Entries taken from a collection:
========================================
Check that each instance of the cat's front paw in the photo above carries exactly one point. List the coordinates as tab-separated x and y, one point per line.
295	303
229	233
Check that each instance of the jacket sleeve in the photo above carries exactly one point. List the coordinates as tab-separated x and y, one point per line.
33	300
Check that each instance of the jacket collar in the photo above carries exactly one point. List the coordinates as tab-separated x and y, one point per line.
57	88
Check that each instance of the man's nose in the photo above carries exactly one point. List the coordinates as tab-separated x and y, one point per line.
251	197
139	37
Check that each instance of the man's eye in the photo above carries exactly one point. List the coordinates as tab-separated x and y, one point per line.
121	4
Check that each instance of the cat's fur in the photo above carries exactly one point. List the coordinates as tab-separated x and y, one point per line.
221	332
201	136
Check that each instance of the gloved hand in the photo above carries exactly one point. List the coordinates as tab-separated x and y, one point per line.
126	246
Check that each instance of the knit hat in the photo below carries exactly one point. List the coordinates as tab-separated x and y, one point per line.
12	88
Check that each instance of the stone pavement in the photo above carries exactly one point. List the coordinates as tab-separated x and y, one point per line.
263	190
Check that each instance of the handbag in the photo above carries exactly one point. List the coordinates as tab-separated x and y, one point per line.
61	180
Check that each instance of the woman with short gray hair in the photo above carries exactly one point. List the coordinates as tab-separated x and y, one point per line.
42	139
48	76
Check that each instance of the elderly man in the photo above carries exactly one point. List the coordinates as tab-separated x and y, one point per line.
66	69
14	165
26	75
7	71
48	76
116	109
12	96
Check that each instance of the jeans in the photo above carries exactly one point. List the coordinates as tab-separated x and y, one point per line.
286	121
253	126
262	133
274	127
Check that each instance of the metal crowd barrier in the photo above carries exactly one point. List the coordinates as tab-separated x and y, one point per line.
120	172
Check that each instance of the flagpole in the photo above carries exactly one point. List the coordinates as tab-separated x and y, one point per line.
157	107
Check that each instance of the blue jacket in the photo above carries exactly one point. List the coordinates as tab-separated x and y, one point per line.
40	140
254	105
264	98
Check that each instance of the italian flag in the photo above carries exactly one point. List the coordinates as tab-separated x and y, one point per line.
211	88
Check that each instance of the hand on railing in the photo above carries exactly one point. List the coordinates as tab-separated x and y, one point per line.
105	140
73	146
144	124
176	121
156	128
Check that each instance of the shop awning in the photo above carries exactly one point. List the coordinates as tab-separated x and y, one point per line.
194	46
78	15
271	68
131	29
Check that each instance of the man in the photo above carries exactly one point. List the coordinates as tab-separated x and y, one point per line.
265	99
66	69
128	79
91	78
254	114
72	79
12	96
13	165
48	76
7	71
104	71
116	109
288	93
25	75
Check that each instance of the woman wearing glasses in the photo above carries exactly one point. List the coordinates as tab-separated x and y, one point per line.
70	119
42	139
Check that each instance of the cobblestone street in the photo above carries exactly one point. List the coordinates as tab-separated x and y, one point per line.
========================================
Problem statement:
Arrange every line of the listing above as a JSON list of strings, one string per line, leaving out blank lines.

Task response:
[
  "Check that each instance of the cat's front paw in the photo above carries exactly one point. List the coordinates as tab-separated x and y, one point per line.",
  "295\t303",
  "229\t233",
  "Check that each instance of the jacket sleeve in the photo above carries exactly one point. List the coordinates as tab-separated x and y, one point per line.",
  "33\t300",
  "Check that each instance of the jacket collar in the photo above carries exactly one point. List the coordinates as tab-separated x and y, one point per line.",
  "57\t88",
  "Check that each instance of the man's nose in the photo above carries exactly one point. List the coordinates as tab-separated x and y, one point per line.",
  "251\t197",
  "139\t37",
  "Check that each instance of the man's eye in the photo above carries exactly one point. List the coordinates as tab-separated x and y, one point per line.",
  "121\t4",
  "Check that each instance of the cat's fur in the photo above carries exactly one point. List the coordinates as tab-separated x and y, one point per line.",
  "221\t332",
  "201\t136",
  "Check that each instance of the gloved hand in the photo above carries exactly one point. List the coordinates as tab-separated x and y, one point per line.",
  "126\t246",
  "Check that each instance of the knit hat in the photo below carries exactly one point. List the coordinates as tab-separated x and y, one point per line.",
  "12\t88",
  "Check that each instance of the stone pavement in the photo above carries exactly one point. List the coordinates as tab-separated x and y, one point per line.",
  "263\t190",
  "Check that each instance of the handbag in the photo above carries exactly one point. List the coordinates as tab-separated x and y, one point per line.",
  "61\t180",
  "Check that each instance of the woman with short gray hair in the photo above carries exactly one point. List the coordinates as tab-separated x and y, one point per line.",
  "42\t139",
  "48\t76",
  "Check that each instance of the elderly man in the photo above carries exactly one point. List the coordinates as tab-separated x and y, one point per line.",
  "66\t69",
  "14\t165",
  "26\t75",
  "7\t71",
  "48\t76",
  "116\t109",
  "12\t96",
  "Check that each instance of the jeans in the photo above carries exactly one point. List the coordinates as tab-separated x and y, one point per line.",
  "286\t121",
  "253\t126",
  "262\t133",
  "274\t127",
  "Check that each instance of the metal crowd barrier in the photo above carries exactly one point. List the coordinates as tab-separated x and y, one point per line.",
  "120\t172",
  "Check that each instance of the flagpole in the photo above carries exactly one point. List the coordinates as tab-separated x and y, one point per line.",
  "157\t107",
  "Check that each instance of the blue jacket in the photo above carries exactly one point. List the coordinates as tab-separated x and y, one point per line.",
  "40\t140",
  "254\t105",
  "264\t98",
  "Check that each instance of the italian flag in the photo above carries exactly one point. List the coordinates as tab-separated x and y, one point per line.",
  "211\t88",
  "Check that each instance of the hand on railing in the photo above carries exactly one point. List the coordinates as tab-separated x and y, one point per line.",
  "105\t140",
  "73\t146",
  "144\t124",
  "176\t121",
  "156\t128",
  "Check that each instance of the shop awning in the photo above carries exactly one point. List the coordinates as tab-separated x and y, one point per line.",
  "194\t46",
  "78\t15",
  "271\t68",
  "131\t29",
  "Check that each instance of the man in the photo above carries exactly one point. List the coordinates as tab-separated x and y, one point per line.",
  "265\t99",
  "66\t69",
  "128\t79",
  "91\t78",
  "254\t114",
  "72\t79",
  "12\t96",
  "13\t165",
  "48\t76",
  "7\t71",
  "104\t71",
  "116\t109",
  "288\t93",
  "25\t75",
  "Check that each instance of the woman wearing glasses in the photo above carries exactly one point. List the coordinates as tab-separated x and y, one point per line.",
  "70\t119",
  "42\t139",
  "Check that each instance of the cobblestone street in the photo above carries exactly one point. List the coordinates as tab-separated x and y, one point per line."
]